• **RECORD EXCERPTS**:
☆ ☆ ☆ ☆

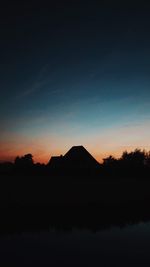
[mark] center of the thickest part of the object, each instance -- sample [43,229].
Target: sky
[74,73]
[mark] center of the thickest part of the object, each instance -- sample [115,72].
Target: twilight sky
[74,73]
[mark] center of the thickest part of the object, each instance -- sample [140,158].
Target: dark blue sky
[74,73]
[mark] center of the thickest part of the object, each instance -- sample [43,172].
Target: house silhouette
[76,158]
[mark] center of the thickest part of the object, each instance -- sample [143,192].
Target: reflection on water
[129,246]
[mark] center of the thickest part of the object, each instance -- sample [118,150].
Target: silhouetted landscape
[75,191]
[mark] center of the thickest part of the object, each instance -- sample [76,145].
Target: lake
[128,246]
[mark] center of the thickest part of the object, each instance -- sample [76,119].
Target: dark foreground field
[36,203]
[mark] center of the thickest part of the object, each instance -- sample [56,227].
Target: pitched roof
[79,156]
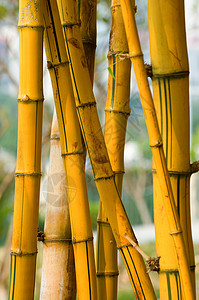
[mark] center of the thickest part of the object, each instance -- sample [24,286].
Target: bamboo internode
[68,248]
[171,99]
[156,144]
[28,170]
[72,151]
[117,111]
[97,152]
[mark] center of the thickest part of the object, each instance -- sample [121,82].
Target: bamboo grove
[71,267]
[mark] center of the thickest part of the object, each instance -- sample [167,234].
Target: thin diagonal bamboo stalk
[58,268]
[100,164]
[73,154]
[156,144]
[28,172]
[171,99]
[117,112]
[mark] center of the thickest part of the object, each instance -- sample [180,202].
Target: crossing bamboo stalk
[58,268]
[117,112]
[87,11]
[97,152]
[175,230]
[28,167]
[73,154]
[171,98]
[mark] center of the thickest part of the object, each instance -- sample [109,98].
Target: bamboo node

☆ ☆ ☆ ☆

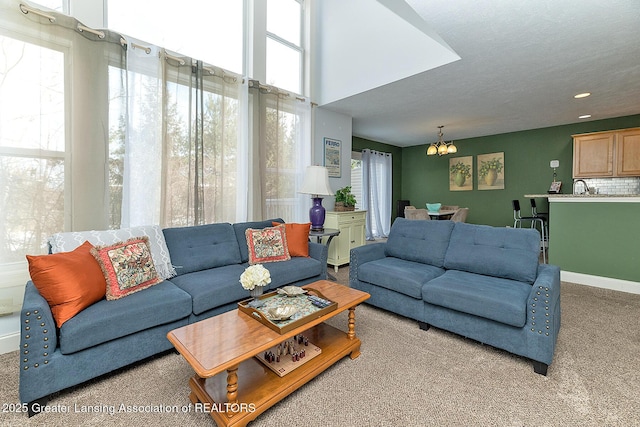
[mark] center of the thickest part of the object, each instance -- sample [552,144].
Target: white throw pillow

☆ ☆ ☆ ☆

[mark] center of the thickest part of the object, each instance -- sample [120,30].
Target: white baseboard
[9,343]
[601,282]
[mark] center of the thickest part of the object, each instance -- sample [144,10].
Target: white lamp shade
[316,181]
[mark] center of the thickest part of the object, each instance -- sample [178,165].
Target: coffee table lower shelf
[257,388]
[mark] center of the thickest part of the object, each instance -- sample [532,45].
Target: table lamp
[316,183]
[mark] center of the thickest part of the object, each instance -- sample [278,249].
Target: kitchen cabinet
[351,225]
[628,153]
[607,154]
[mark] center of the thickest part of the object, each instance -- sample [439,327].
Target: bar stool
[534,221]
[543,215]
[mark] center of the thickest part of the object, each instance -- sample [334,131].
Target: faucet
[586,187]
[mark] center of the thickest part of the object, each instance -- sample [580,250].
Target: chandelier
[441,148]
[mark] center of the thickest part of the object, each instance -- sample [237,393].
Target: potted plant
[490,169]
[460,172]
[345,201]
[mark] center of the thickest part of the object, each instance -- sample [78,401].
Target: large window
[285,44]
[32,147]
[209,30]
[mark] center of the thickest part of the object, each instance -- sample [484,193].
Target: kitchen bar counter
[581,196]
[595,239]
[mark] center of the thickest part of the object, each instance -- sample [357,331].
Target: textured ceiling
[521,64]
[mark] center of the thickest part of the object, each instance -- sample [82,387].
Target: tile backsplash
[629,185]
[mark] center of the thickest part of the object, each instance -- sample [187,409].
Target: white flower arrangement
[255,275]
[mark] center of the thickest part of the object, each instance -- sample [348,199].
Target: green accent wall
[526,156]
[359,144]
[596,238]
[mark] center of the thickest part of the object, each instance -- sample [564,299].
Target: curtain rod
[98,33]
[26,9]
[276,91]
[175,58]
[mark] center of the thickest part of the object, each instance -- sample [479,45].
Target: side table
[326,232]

☆ ☆ ☆ ☆

• **WHAT TO WORK ON**: State how many rows contain the string "white". Reply with the number alone.

• **EXERCISE RESULT**: 4